ザッケローニの手腕とマネジメント ~気鋭の論客4人が徹底討論~(前編)

text by 植田路生 photo by Kenzaburo Matsuoka

アタッカーを自由に動かさないザックの戦術

――ザックは戦術面での指示がかなり多いそうですね。

三浦「練習を見たことがありますが、さすがイタリア人だけあって細かいですよ。守備はもちろん、攻撃でも決まりは多いと感じました。個人での勝手なプレーはさせません。『自由にプレーしなさい』と言われると戸惑ってしまう日本人に合っていると思います」

里内「以前、乾(貴士)がスッと中に入っていったら、怒られたそうです。セレッソのような2列目の流動性はあまり求められていないのかもしれません」

飯尾「サイドハーフが早い段階で中に入ることをとにかく嫌いますね。(ボールを)奪われたときに(外の)スペースが空いてしまうので。それと、相手のSBの攻撃参加への抑止力という意味もあるようです。ある程度外に張っていることで、DFラインを広げさせて穴を空けたい。そこに入っていけ、と。岡崎(慎司)はそれが上手い。香川は早く中に入ってしまうので、ザックによく注意されていますが、乾にはもっと厳しい(笑)」

指し示しとラベル付けの記録

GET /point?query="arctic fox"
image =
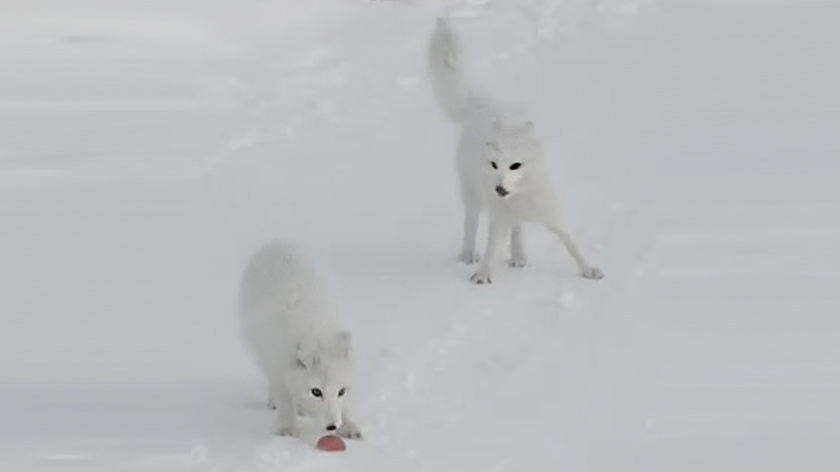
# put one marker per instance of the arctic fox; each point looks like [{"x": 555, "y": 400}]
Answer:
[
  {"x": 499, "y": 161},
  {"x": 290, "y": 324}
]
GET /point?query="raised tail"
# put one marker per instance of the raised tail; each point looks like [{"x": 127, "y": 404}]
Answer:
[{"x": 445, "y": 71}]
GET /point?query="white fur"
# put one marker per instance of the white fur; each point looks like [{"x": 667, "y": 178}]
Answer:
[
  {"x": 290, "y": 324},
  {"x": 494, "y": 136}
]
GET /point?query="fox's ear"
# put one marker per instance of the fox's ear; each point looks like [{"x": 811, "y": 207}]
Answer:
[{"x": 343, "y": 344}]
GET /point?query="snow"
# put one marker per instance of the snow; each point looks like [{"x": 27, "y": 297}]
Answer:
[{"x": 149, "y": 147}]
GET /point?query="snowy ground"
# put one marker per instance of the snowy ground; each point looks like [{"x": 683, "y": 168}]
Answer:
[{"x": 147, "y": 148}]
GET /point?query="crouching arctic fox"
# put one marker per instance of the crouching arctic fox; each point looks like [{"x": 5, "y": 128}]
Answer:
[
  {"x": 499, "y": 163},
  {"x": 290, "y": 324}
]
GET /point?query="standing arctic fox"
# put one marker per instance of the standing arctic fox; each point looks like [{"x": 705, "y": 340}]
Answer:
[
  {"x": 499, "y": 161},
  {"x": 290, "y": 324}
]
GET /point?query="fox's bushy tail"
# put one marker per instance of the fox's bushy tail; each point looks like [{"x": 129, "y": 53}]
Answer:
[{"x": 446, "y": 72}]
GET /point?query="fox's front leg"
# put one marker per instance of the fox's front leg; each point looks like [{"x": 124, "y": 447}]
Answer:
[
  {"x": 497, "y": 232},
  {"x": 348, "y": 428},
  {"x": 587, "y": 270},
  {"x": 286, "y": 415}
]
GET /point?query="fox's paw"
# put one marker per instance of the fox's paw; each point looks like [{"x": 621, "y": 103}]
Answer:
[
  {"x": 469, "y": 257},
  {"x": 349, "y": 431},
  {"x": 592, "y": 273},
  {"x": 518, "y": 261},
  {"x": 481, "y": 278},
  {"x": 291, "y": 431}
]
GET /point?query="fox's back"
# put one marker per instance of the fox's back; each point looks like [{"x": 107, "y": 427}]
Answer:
==
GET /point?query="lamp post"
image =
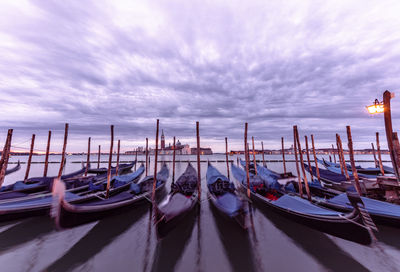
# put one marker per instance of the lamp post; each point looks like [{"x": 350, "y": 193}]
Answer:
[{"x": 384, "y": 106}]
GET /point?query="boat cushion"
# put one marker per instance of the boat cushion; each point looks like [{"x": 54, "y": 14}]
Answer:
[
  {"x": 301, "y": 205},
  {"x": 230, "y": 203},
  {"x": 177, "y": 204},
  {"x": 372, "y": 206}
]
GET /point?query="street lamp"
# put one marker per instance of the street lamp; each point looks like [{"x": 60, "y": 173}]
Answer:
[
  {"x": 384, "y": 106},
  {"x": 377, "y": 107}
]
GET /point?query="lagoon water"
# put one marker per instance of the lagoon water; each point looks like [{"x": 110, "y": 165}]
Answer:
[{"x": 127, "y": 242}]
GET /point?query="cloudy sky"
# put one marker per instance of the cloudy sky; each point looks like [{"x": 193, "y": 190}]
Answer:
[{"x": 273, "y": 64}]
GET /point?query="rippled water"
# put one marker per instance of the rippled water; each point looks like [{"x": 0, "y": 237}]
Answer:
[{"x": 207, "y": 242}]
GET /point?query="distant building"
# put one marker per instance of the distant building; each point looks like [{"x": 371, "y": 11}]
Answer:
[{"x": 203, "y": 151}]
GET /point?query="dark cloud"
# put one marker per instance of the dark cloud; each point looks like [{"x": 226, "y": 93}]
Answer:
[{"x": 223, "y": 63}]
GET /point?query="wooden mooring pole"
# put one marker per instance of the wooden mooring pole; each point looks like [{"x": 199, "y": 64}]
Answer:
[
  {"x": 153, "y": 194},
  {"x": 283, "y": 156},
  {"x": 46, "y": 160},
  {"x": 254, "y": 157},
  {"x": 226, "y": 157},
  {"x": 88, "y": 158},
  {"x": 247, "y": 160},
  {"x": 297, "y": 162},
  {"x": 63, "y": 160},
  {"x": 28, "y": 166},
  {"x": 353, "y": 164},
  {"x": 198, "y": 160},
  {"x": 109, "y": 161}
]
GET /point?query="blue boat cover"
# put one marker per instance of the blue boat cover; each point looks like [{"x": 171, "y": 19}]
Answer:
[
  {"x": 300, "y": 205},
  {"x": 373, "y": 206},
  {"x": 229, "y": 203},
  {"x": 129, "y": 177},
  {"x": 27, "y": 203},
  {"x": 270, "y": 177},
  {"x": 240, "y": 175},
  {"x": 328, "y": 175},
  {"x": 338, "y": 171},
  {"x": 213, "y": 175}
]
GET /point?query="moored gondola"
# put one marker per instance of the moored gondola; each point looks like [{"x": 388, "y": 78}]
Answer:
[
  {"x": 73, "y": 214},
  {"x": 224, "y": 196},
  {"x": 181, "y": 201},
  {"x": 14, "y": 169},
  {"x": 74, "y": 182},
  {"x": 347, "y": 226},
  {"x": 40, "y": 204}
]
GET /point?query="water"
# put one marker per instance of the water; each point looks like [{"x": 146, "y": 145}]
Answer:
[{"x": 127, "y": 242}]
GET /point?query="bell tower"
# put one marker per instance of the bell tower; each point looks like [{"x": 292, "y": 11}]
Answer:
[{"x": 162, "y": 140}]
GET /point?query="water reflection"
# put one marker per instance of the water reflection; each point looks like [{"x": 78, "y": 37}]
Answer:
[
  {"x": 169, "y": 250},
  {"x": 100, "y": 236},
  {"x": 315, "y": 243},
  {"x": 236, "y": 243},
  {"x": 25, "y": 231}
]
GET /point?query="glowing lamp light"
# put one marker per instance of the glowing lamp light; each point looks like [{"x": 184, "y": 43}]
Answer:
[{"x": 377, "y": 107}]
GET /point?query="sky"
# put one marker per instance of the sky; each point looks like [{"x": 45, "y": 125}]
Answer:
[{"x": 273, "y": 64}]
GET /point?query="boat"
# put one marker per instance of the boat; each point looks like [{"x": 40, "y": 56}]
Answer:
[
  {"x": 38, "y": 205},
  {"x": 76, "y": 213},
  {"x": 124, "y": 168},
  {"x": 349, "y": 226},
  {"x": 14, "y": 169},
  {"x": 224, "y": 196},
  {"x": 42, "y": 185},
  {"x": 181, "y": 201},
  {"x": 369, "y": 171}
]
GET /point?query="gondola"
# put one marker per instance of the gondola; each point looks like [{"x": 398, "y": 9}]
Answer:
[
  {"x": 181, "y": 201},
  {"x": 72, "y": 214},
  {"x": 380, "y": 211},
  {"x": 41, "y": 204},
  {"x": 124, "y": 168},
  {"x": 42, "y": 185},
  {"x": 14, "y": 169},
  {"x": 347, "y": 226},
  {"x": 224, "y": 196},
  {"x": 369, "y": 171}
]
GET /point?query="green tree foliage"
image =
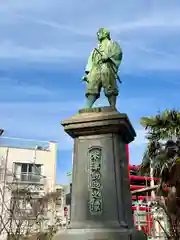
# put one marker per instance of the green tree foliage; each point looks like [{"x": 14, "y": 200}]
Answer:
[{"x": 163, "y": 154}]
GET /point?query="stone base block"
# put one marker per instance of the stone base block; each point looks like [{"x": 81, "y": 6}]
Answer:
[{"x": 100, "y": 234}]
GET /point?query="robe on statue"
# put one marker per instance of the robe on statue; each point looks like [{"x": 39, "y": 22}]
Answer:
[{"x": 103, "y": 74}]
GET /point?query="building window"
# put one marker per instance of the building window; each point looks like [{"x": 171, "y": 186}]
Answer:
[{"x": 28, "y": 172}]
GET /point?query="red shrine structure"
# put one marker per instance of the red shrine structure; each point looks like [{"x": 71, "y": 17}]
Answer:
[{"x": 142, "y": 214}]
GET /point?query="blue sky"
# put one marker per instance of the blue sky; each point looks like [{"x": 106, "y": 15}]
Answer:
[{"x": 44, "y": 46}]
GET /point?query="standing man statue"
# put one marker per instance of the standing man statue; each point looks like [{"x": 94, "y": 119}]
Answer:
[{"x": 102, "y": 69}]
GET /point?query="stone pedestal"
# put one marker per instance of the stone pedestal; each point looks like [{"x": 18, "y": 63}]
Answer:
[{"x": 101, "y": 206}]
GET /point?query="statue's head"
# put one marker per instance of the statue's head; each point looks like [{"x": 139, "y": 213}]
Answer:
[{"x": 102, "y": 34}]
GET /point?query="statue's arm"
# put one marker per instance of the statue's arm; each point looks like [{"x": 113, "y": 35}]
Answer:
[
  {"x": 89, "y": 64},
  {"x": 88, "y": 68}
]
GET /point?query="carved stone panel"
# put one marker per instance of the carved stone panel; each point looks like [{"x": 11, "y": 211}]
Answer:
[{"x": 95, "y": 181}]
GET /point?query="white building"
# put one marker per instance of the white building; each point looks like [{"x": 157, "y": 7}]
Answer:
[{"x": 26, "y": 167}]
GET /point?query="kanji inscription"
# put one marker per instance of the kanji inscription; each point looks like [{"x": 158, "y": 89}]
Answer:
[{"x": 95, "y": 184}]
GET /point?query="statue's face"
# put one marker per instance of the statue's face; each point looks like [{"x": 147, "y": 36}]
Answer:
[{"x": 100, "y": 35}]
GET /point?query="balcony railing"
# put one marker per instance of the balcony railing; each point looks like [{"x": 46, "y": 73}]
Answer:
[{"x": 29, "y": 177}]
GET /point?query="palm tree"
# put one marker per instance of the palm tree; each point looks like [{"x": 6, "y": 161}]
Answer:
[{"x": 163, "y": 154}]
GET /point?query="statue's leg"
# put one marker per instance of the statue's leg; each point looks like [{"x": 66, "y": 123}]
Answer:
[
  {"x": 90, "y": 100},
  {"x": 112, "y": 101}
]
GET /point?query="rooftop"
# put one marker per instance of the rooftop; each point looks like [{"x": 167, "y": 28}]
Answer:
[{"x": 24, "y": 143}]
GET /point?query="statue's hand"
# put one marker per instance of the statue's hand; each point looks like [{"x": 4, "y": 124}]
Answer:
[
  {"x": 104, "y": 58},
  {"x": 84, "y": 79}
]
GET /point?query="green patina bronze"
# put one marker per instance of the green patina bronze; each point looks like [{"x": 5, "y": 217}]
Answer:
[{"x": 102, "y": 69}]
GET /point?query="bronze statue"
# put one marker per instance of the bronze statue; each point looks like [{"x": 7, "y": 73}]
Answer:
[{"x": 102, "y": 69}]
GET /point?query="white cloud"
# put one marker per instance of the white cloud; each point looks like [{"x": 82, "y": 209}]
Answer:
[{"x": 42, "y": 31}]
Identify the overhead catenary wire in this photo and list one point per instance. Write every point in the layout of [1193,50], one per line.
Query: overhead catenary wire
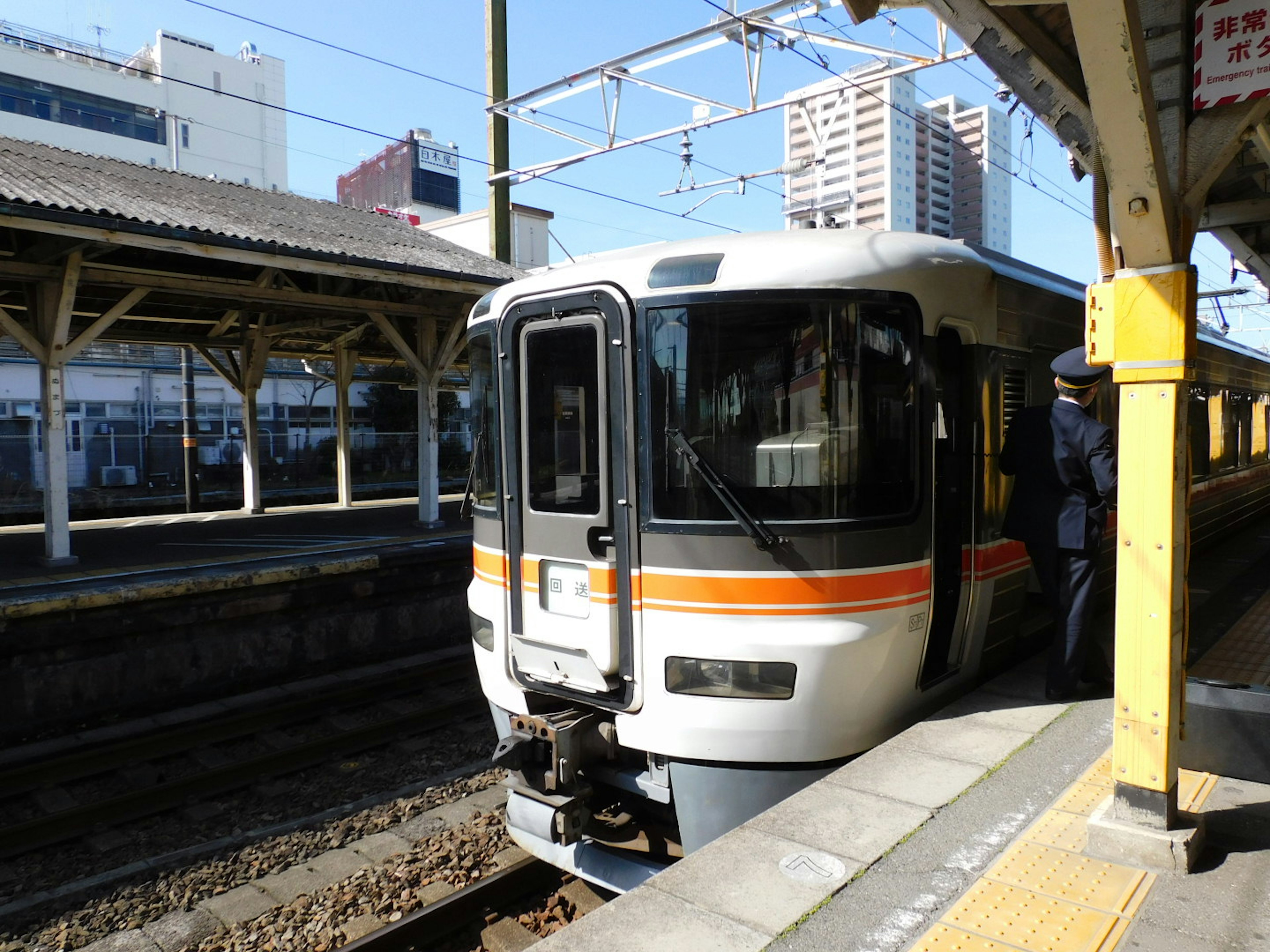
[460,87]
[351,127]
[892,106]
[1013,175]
---
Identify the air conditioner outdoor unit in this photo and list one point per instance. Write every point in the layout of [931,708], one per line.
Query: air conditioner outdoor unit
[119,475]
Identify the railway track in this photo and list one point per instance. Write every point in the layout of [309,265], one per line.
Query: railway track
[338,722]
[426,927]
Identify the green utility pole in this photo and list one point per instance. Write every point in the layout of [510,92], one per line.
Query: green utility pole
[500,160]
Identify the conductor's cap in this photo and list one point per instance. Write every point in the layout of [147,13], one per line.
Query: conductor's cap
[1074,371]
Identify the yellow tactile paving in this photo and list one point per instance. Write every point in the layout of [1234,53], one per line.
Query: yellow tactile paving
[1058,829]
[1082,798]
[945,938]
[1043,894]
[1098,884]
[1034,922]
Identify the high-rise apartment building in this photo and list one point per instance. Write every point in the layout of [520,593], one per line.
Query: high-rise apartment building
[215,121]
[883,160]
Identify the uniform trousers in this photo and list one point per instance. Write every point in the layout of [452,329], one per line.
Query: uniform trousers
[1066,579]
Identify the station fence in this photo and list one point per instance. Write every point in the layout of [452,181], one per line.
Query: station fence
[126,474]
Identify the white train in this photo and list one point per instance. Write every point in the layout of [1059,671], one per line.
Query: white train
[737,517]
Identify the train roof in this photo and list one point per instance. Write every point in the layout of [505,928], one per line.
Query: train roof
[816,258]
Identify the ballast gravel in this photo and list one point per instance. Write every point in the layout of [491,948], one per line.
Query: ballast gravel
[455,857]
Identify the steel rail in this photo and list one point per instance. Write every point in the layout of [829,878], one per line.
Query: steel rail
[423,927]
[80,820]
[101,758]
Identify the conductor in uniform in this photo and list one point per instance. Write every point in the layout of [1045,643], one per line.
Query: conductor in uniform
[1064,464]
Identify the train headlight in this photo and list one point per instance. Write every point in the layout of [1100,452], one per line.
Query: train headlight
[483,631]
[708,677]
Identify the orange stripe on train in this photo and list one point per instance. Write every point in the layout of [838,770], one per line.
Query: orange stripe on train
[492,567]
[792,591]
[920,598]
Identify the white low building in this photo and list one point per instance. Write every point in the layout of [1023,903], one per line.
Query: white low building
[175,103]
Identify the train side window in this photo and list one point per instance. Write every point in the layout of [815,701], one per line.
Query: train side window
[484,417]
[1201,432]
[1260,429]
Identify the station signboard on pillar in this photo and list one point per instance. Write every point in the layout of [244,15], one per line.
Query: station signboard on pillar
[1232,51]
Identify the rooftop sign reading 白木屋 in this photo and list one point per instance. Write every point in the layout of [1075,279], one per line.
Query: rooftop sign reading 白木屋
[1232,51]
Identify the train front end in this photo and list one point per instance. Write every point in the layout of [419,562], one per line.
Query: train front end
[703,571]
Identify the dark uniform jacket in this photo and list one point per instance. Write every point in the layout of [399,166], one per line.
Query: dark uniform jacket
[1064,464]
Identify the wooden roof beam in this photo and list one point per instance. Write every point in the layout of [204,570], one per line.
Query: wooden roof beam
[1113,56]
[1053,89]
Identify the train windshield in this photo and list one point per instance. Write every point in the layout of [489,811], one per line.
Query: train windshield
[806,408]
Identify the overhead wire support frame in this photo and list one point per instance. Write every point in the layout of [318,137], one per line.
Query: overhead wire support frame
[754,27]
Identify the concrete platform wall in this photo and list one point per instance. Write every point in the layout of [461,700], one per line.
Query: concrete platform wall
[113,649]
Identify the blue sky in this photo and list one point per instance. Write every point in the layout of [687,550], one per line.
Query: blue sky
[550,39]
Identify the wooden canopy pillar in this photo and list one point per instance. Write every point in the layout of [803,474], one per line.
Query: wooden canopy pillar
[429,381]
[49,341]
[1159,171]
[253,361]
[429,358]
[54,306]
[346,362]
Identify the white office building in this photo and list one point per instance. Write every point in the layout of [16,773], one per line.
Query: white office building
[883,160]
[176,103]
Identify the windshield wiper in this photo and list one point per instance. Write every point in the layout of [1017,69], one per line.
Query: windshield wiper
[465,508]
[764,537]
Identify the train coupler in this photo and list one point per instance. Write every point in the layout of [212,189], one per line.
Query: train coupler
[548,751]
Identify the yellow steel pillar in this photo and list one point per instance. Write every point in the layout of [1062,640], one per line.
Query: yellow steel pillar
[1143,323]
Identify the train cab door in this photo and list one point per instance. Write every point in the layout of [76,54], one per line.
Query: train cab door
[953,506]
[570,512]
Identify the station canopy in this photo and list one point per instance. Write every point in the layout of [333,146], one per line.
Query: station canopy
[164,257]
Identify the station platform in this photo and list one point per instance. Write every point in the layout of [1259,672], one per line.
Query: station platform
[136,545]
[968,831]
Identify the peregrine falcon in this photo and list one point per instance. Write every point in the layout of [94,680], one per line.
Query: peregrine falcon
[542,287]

→ **課題 1**
ザッケローニの戦術をめぐる討論の抜粋にある一文「セレッソのような2列目の流動性はあまり求められていないのかもしれません。」を英語にするとどうなりますか?
→ **課題 2**
ザッケローニの戦術をめぐる討論の抜粋は、最後の発言の後どう続くでしょうか?続きを書き足してもらえますか?

→ **回答 1**
Perhaps the kind of fluidity in the second line that Cerezo has isn't really being asked for.

→ **回答 2**
里内「SBとCBの体の向きにもこだわっていますよね。SBとCBの間にパスを通させるな、と。Jだと中村憲剛くらいしかそういうパスは出せませんが、海外のトップレベルでは普通にありますからね」

飯尾「守備ではサッキのミランに強く影響を受けたそうですが、三浦さんそれは感じますか?」

三浦「いや、今のところはアジアの国との対戦が多くて、多くの時間ボールを回せるのであまりそのような場面は出てこない感じですかね」

飯尾「以前、ザックにインタビューしたとき、『サッキの守備哲学とクライフの攻撃的な志向に影響を受けていて、私のスタイルはちょうど真ん中だ』と話していました」

一同「えっ?!(一同一瞬固まる)」

――ということは、両サイドハーフにウインガーのような役割をさせているのでしょうか? 正直、あまり感じられないのですが…。

飯尾「いや、初めは外に張っていて、バイタルエリアで中に入って行け、というイメージです。だから、縦オンリーではなく、シャドーのように初めから中でもない。そこはオリジナルでしょう」

羽中田「そうだよね(笑)。アヤックスとかのウイングとは大分違うもんね」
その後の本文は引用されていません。